Instruction >> Everything from the line that contains "of the wristwatch." through the final line of the records should be written out exactly, and nothing outside that span.

(Data items)
§
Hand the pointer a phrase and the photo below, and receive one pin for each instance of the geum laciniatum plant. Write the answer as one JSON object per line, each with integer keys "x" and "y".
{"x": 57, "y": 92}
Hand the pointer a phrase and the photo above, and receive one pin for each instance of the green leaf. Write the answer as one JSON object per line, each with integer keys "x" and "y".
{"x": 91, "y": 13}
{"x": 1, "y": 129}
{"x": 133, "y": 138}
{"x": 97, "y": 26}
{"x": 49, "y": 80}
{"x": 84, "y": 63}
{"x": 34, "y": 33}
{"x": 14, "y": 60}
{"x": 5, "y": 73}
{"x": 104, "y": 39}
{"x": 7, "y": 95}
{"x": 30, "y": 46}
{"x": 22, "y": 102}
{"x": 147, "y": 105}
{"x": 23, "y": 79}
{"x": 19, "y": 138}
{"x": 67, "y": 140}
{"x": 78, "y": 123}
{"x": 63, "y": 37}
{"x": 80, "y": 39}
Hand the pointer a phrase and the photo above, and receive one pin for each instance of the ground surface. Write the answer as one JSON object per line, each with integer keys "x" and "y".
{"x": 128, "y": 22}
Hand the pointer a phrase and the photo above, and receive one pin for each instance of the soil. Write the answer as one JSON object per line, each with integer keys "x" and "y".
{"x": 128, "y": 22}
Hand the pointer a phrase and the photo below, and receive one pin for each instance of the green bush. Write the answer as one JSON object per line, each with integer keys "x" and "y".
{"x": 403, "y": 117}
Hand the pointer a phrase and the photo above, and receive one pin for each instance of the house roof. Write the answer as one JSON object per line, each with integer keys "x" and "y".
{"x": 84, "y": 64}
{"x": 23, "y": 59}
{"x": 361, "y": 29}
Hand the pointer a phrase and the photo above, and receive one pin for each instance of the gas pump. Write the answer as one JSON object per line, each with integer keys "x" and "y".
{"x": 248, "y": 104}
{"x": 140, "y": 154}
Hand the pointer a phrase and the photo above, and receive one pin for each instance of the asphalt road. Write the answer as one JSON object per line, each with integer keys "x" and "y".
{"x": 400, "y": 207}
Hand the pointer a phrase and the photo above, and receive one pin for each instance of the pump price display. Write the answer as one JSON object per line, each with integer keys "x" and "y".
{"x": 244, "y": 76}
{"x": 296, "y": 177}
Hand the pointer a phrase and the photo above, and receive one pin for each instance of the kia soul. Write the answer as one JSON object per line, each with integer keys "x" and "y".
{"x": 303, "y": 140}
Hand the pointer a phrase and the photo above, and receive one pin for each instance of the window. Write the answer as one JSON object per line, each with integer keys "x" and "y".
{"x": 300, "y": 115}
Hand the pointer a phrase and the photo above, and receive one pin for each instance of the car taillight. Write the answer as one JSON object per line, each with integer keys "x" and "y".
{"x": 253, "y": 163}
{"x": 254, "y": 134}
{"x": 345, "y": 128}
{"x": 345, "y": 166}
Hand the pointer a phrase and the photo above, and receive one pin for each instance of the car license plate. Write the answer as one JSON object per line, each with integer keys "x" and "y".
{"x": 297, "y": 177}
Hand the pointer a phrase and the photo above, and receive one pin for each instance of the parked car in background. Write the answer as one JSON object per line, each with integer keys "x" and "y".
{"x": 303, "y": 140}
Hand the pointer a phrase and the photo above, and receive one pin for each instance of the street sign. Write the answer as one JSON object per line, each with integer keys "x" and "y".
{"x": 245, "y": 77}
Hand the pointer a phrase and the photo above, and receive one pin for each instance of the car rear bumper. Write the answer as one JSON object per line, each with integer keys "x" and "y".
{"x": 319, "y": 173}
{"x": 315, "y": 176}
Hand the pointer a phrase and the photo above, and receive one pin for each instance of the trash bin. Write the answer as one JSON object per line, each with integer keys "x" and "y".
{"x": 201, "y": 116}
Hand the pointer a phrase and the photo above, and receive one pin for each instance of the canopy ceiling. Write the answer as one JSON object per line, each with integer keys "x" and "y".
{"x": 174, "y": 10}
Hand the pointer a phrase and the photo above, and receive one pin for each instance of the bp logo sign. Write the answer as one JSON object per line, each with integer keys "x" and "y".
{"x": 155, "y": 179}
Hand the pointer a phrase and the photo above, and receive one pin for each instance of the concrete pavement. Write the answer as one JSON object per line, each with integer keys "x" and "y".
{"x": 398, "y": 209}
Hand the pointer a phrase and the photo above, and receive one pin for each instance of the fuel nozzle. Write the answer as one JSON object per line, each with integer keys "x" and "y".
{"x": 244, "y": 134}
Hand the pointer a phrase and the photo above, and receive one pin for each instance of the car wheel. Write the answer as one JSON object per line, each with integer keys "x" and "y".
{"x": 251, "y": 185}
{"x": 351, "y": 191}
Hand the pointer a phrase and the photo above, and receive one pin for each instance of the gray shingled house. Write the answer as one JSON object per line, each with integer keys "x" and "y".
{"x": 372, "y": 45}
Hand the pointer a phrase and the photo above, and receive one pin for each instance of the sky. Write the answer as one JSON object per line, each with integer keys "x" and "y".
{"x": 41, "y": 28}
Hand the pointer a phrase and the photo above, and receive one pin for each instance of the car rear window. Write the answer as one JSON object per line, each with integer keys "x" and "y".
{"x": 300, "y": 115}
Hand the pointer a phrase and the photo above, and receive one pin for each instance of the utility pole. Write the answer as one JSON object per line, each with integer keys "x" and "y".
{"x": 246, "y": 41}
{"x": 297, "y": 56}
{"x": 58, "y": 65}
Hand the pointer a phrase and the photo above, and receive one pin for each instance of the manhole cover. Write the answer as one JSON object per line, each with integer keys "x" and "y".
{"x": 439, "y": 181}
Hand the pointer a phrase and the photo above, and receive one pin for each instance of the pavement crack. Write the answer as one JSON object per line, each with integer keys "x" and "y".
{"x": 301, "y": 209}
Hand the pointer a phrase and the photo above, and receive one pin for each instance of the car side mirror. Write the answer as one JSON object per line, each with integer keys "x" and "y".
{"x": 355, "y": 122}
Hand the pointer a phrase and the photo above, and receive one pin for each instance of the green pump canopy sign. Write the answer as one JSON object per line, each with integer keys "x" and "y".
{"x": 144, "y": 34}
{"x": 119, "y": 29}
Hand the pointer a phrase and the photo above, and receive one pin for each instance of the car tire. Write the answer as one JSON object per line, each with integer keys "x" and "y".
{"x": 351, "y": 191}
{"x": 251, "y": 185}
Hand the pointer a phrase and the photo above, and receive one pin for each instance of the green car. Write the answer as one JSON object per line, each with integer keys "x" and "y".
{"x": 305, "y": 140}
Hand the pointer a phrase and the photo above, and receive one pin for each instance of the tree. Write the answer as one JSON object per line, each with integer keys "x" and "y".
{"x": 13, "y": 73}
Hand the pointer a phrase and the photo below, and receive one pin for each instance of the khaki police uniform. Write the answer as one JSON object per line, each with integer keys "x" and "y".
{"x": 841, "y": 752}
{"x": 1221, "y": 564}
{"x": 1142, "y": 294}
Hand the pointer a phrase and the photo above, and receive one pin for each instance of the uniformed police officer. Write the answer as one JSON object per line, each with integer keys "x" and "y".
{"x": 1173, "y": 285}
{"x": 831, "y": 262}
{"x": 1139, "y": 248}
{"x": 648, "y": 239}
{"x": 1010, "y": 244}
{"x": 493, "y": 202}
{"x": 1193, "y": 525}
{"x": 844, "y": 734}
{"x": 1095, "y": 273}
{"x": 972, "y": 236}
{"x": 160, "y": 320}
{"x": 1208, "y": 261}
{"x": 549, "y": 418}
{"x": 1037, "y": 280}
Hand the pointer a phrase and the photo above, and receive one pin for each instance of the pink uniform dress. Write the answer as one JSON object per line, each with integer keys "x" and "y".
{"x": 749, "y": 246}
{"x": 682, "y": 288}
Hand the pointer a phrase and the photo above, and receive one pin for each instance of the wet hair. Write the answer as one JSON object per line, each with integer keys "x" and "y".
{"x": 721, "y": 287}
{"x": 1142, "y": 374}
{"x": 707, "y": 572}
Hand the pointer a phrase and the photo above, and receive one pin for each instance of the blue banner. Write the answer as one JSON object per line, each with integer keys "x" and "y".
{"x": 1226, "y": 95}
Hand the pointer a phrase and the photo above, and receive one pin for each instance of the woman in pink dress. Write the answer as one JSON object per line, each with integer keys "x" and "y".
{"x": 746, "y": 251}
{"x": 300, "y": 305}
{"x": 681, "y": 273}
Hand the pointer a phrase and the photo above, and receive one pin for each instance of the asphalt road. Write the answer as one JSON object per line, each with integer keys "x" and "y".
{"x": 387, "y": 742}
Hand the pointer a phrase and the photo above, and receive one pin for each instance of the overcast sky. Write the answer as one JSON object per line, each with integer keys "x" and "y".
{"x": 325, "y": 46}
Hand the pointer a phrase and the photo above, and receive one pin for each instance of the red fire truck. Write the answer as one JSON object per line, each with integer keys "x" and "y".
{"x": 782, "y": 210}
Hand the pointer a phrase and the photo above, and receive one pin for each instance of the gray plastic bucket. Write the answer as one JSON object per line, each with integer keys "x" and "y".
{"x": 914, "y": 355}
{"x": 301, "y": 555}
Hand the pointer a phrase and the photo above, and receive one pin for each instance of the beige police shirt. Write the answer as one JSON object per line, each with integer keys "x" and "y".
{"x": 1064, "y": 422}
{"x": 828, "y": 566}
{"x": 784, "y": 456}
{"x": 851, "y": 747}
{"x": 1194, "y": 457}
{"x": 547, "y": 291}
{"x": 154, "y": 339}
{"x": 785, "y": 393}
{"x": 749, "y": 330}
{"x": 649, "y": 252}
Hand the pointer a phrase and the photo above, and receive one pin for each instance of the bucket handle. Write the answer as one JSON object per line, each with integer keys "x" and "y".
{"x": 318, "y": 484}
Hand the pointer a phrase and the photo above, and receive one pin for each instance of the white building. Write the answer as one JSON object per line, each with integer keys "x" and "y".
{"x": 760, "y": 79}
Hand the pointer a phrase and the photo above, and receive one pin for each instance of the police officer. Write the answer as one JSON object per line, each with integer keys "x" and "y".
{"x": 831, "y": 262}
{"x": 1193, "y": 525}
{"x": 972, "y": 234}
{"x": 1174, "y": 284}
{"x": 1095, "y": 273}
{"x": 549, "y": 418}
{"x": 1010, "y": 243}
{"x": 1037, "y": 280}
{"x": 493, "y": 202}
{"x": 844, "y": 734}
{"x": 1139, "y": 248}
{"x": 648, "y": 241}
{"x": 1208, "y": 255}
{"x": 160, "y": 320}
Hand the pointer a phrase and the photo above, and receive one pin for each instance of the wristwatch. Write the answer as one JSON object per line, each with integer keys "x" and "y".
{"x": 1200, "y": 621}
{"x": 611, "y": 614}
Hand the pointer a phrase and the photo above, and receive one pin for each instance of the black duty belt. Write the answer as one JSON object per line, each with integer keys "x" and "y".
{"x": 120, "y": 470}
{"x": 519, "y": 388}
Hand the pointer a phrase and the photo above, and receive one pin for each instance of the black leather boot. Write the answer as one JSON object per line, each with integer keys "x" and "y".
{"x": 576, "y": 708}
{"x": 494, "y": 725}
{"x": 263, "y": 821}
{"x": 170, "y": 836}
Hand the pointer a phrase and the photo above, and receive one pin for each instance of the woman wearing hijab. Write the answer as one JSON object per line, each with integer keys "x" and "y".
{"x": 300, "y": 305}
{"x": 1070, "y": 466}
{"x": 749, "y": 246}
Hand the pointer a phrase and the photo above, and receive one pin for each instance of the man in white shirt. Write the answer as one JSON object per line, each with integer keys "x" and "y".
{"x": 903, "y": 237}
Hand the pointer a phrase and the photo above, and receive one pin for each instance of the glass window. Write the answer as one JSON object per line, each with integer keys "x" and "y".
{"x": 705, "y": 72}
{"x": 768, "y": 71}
§
Finished exercise >>
Hand the pointer a phrase and the photo above, and receive one pin for each instance of the wristwatch. Write the answer as one JSON object per line, each with integer keys "x" and "y".
{"x": 1200, "y": 621}
{"x": 611, "y": 614}
Hand the pointer a phrase and the photo above, and receive one pin for each instance of the black duty belt. Write the answer as one JSON object per line, each with integer keys "x" and "y".
{"x": 120, "y": 470}
{"x": 519, "y": 388}
Hand the pointer a phrase and the photo above, and receive one pin for each instance of the black leather boot. Write the answer as one JSON object per line, each with integer keys "x" and "y".
{"x": 576, "y": 708}
{"x": 494, "y": 725}
{"x": 263, "y": 821}
{"x": 170, "y": 836}
Hand the pointer a phrase and the photo above, and receive one pin for each instance of the woman wearing hijab. Write the answer as one JSON object per line, each with integer keys "x" and "y".
{"x": 300, "y": 305}
{"x": 1070, "y": 466}
{"x": 749, "y": 246}
Hand the pointer a phrase and the photo above, and receive one pin for each instance of the man in white shirt. Write the answer as one JSON object per line, each with integer keys "x" and "y".
{"x": 903, "y": 237}
Hand the pointer a phrase and the photo above, and receive one pin for each instance of the glass window. Write the answer as one JSON object per line, each with integer keys "x" and "y".
{"x": 705, "y": 72}
{"x": 768, "y": 71}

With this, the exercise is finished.